| TASK INSTRUCTIONS |
Each line of the data below should be repeated exactly.

Stored data entries:
──────
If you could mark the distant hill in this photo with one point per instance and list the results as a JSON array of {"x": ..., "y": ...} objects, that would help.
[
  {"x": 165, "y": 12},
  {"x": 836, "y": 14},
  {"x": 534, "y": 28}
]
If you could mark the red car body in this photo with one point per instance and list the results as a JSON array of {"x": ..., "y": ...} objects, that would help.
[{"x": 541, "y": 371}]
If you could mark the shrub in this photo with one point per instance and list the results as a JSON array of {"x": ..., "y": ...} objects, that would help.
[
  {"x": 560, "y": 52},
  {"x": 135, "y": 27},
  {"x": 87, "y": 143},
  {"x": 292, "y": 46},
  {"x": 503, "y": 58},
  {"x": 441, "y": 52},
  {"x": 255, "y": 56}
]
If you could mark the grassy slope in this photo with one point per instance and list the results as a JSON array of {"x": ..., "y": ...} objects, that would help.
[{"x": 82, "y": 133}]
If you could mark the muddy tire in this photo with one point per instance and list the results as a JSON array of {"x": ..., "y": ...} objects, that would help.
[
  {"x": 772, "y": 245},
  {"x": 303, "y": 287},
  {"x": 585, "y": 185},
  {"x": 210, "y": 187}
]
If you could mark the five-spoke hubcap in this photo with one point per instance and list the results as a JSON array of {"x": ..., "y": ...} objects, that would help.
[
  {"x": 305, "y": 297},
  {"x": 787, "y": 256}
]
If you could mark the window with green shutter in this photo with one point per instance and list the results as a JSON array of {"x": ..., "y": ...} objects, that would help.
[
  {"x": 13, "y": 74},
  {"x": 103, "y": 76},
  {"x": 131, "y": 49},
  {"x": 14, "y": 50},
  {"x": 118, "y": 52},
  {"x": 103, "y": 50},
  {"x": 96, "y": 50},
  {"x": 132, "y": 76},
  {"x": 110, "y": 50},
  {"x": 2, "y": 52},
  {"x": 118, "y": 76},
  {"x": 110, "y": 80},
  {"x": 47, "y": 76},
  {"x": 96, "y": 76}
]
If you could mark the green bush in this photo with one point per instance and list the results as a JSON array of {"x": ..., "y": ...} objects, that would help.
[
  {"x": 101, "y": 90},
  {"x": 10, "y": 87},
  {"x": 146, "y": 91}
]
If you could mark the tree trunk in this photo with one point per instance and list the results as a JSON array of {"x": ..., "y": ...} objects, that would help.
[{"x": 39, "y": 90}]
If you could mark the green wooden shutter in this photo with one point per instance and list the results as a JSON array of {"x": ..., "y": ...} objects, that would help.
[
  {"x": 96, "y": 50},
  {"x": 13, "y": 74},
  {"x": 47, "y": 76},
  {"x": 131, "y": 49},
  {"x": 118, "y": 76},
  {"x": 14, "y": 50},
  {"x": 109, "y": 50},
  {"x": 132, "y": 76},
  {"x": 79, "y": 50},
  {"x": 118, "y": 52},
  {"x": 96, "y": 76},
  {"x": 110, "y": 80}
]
──────
| WRITTEN SOLUTION |
If you could mark the distant hill in this photo with one point per instance and list the results as a JSON array of {"x": ..., "y": ...} objects, that would help.
[
  {"x": 165, "y": 12},
  {"x": 836, "y": 14},
  {"x": 534, "y": 28}
]
If you could mark the red car body in this photo with one point per instance and list the results as a JSON array of {"x": ..., "y": ...} objects, that would help.
[{"x": 541, "y": 371}]
If you could mark the shrub in this photo with one point per instance and list the results as a JSON array of {"x": ..., "y": ...} objects, that would help.
[
  {"x": 560, "y": 52},
  {"x": 135, "y": 27},
  {"x": 87, "y": 143},
  {"x": 292, "y": 46},
  {"x": 503, "y": 58},
  {"x": 441, "y": 52},
  {"x": 255, "y": 56}
]
If you could mark the grassy slope in this photo with one point per instance and list the results as a JSON array of {"x": ..., "y": ...} objects, that would help.
[{"x": 82, "y": 133}]
If you could mark the muddy tire in this photo with one point per instance and list the results as a JSON array of {"x": ..., "y": ...} objects, that would help.
[
  {"x": 772, "y": 245},
  {"x": 303, "y": 287},
  {"x": 585, "y": 185},
  {"x": 210, "y": 187}
]
If you could mark the five-spoke hubcap in this photo with one point per instance and list the results as a JSON array of {"x": ..., "y": ...} objects, that would help.
[
  {"x": 305, "y": 297},
  {"x": 787, "y": 256}
]
If you could mark the window with green shutter in this photo with one point per instance and list the results as a JSON array of {"x": ..., "y": ...} objects, that would help.
[
  {"x": 13, "y": 74},
  {"x": 103, "y": 76},
  {"x": 131, "y": 49},
  {"x": 14, "y": 50},
  {"x": 118, "y": 52},
  {"x": 103, "y": 50},
  {"x": 96, "y": 50},
  {"x": 132, "y": 76},
  {"x": 110, "y": 50},
  {"x": 2, "y": 52},
  {"x": 118, "y": 76},
  {"x": 110, "y": 80},
  {"x": 47, "y": 76},
  {"x": 96, "y": 76}
]
If you could mark the green bush in this photo with one point per instance and list the results as a JSON array of {"x": ..., "y": ...} objects, that would help.
[
  {"x": 101, "y": 90},
  {"x": 10, "y": 87},
  {"x": 146, "y": 91}
]
If you could mark the tree trunk in this photo with one point per instance and list the results as a JSON array of {"x": ..., "y": ...} objects, that would help.
[{"x": 39, "y": 90}]
If you could mark the green wooden shutter in this photo with one point per instance and list the results as a JSON array of {"x": ..., "y": ...} objects, that would help.
[
  {"x": 96, "y": 50},
  {"x": 13, "y": 74},
  {"x": 47, "y": 76},
  {"x": 131, "y": 49},
  {"x": 118, "y": 76},
  {"x": 14, "y": 50},
  {"x": 109, "y": 50},
  {"x": 132, "y": 76},
  {"x": 79, "y": 50},
  {"x": 118, "y": 52},
  {"x": 96, "y": 76},
  {"x": 110, "y": 80}
]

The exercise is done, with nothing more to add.